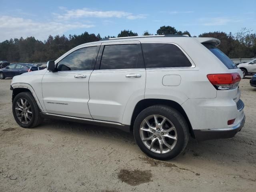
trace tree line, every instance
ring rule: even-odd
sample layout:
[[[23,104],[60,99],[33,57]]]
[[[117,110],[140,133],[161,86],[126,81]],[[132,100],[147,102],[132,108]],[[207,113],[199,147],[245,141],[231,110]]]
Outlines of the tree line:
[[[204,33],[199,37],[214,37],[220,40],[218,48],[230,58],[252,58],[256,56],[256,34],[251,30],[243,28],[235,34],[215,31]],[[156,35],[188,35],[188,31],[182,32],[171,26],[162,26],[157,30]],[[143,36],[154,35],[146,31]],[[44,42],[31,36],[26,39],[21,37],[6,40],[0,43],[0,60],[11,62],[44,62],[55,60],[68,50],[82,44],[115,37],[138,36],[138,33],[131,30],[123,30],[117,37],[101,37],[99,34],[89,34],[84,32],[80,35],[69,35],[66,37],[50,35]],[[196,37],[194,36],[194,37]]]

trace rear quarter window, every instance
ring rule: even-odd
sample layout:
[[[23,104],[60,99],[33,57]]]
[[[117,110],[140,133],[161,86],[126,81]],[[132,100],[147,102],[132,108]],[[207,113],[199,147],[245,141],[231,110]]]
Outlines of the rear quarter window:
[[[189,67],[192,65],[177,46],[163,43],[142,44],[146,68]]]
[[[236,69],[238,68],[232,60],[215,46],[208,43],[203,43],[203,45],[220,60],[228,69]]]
* * * * *
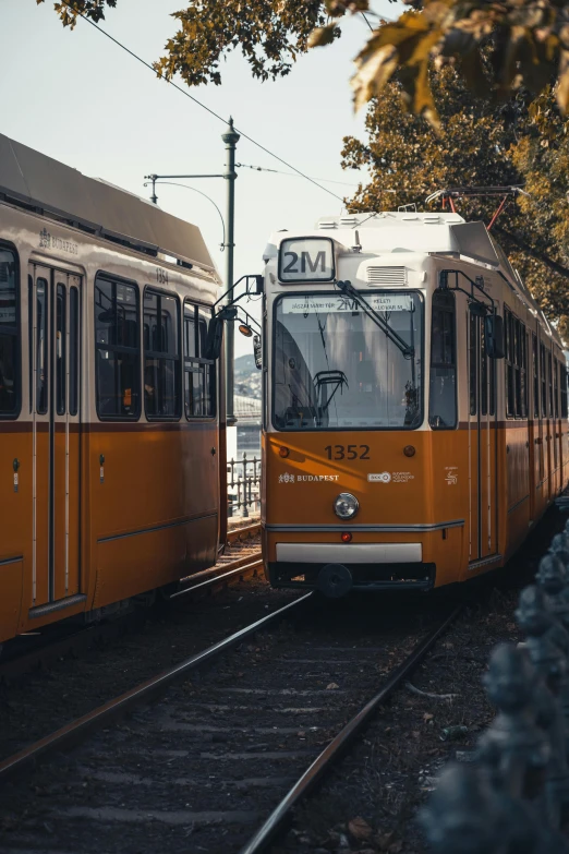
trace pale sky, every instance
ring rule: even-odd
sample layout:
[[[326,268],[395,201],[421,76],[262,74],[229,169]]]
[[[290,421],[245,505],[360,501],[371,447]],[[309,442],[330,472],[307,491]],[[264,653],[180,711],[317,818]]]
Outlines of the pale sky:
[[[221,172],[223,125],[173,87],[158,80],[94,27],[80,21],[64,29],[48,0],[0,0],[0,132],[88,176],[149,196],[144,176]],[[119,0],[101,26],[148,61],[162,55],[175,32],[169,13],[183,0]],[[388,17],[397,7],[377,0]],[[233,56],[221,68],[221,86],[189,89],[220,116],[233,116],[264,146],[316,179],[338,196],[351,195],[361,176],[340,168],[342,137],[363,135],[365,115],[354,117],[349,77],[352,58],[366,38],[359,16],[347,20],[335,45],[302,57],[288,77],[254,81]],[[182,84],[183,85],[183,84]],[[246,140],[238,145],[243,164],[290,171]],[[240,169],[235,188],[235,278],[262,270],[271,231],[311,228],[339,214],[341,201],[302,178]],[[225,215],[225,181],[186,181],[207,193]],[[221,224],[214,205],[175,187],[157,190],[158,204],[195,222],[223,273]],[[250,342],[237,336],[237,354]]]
* * * * *
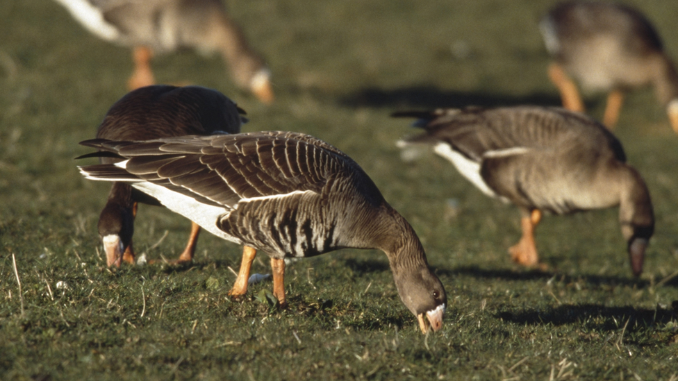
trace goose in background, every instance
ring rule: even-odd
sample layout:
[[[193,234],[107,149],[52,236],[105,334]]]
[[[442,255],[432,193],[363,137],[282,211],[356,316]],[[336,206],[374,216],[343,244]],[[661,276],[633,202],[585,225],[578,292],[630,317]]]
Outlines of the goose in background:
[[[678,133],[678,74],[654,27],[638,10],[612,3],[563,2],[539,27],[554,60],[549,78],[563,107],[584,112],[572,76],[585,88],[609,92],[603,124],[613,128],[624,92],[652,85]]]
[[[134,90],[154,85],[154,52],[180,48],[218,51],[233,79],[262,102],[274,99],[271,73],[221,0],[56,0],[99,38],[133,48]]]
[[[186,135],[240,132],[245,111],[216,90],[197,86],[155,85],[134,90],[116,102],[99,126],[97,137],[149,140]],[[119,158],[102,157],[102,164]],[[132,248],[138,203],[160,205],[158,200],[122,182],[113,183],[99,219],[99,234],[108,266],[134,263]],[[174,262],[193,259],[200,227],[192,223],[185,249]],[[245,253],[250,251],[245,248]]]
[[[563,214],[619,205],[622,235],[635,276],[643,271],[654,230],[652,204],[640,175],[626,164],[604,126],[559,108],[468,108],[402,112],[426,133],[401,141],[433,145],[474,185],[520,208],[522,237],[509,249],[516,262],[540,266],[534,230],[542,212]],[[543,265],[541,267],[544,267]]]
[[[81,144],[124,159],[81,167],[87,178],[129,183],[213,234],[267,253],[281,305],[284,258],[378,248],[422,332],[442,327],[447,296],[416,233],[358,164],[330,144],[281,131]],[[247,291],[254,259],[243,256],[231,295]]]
* * * * *
--- TASK GOAL ---
Can you copy out the stretch of lines from the one containing "trace tree line, every instance" through the one containing "Outlines of the tree", both included, character for character?

--- RESULT ---
trace tree line, every instance
ring rule: even-odd
sample layout:
[[[23,104],[60,99],[33,57]]]
[[[117,110],[140,133],[161,86],[126,81]],[[132,100],[147,102],[132,108]],[[207,113],[199,147],[245,141],[231,110]]]
Outlines of the tree line:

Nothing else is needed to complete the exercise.